## Work to be completed:
Nothing but a number is expected: the count of lines in the data below that include "track".

## Input data:
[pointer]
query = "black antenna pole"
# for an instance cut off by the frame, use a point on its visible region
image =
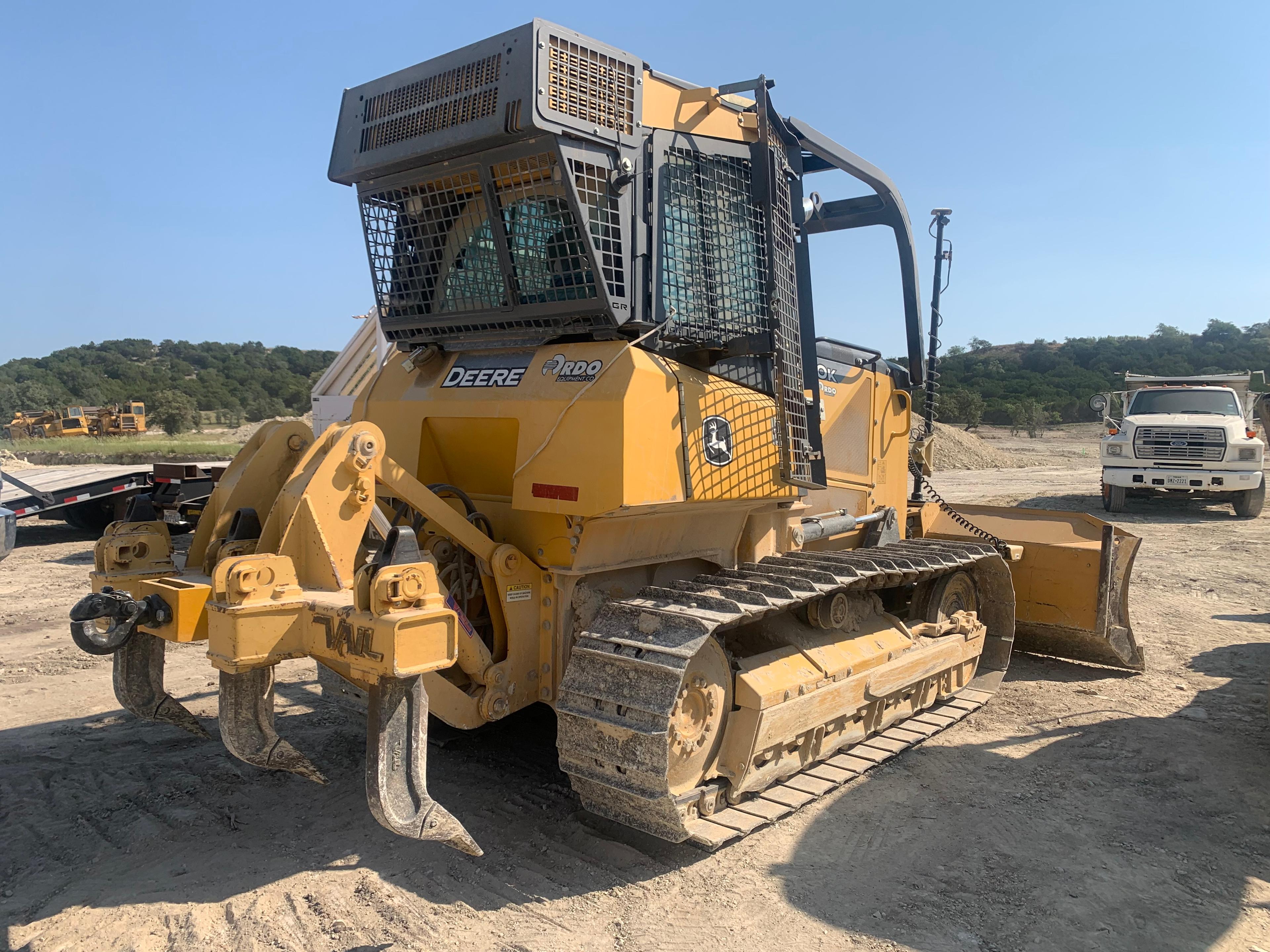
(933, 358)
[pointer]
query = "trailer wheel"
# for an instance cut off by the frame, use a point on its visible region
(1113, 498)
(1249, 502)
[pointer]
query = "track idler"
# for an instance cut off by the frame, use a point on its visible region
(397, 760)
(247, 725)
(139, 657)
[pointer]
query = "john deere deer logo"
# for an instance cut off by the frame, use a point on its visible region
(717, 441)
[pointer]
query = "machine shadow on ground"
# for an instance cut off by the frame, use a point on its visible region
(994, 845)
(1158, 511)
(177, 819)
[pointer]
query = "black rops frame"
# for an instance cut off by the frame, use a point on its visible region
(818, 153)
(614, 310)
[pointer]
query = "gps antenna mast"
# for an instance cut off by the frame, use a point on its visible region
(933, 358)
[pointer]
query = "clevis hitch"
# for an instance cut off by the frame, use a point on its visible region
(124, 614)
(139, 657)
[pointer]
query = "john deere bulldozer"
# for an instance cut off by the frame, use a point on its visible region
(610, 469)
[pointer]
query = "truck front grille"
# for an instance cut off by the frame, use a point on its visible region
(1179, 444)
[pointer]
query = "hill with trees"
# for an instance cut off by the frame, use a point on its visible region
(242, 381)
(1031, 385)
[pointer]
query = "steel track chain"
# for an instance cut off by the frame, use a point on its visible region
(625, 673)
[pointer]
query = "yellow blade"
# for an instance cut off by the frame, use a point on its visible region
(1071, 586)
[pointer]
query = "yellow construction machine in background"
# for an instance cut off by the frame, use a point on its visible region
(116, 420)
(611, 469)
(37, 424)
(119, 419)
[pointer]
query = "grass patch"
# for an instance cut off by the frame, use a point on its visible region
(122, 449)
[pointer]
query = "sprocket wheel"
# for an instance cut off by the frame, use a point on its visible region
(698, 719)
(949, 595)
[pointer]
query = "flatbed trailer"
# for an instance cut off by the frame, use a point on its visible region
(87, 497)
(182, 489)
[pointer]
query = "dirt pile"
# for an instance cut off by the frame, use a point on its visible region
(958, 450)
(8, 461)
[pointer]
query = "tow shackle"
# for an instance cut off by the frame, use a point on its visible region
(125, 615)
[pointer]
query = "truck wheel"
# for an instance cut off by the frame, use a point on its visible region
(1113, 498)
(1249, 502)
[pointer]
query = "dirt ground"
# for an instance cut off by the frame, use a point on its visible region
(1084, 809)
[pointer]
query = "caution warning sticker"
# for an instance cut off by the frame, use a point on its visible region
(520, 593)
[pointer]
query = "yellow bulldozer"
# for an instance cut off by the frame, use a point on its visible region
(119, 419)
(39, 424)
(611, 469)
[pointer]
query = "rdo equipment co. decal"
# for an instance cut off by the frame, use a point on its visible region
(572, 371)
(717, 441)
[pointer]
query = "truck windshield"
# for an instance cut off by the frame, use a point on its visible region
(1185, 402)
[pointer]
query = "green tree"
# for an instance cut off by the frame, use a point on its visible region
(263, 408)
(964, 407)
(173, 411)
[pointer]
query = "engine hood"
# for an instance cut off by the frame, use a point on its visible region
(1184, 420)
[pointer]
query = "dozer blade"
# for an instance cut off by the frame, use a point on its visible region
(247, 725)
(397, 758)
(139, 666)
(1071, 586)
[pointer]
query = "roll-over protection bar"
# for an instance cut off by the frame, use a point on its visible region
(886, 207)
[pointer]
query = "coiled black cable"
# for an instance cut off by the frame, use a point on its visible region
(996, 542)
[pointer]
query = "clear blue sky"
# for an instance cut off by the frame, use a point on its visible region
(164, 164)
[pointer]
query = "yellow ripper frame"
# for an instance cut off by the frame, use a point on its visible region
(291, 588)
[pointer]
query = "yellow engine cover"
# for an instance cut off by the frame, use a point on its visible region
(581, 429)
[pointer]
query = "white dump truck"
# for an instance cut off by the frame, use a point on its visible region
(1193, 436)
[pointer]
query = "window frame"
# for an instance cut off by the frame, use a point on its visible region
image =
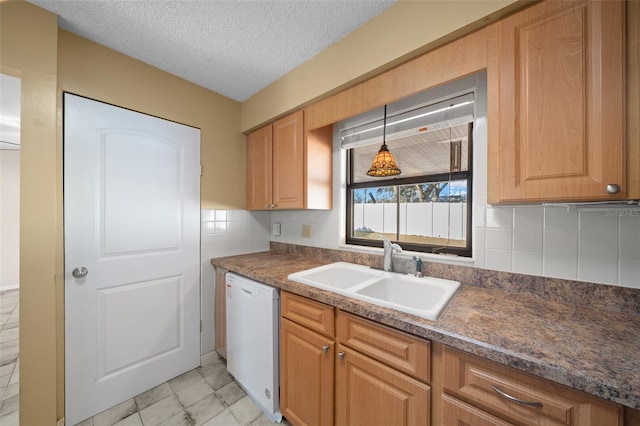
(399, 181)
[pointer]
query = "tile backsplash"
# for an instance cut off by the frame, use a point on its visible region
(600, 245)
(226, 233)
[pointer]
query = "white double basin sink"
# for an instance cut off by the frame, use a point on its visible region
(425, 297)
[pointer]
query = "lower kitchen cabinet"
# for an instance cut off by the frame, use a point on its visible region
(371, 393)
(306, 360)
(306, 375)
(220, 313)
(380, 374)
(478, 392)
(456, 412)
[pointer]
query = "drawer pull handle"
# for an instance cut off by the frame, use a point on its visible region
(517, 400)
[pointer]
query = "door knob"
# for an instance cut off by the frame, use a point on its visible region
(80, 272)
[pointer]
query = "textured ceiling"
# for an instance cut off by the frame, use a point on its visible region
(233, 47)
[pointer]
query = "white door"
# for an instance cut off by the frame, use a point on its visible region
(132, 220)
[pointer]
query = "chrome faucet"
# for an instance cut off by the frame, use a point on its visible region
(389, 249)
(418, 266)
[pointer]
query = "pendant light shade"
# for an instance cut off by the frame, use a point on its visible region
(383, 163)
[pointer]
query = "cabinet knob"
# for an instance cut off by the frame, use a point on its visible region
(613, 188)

## Exercise solution:
2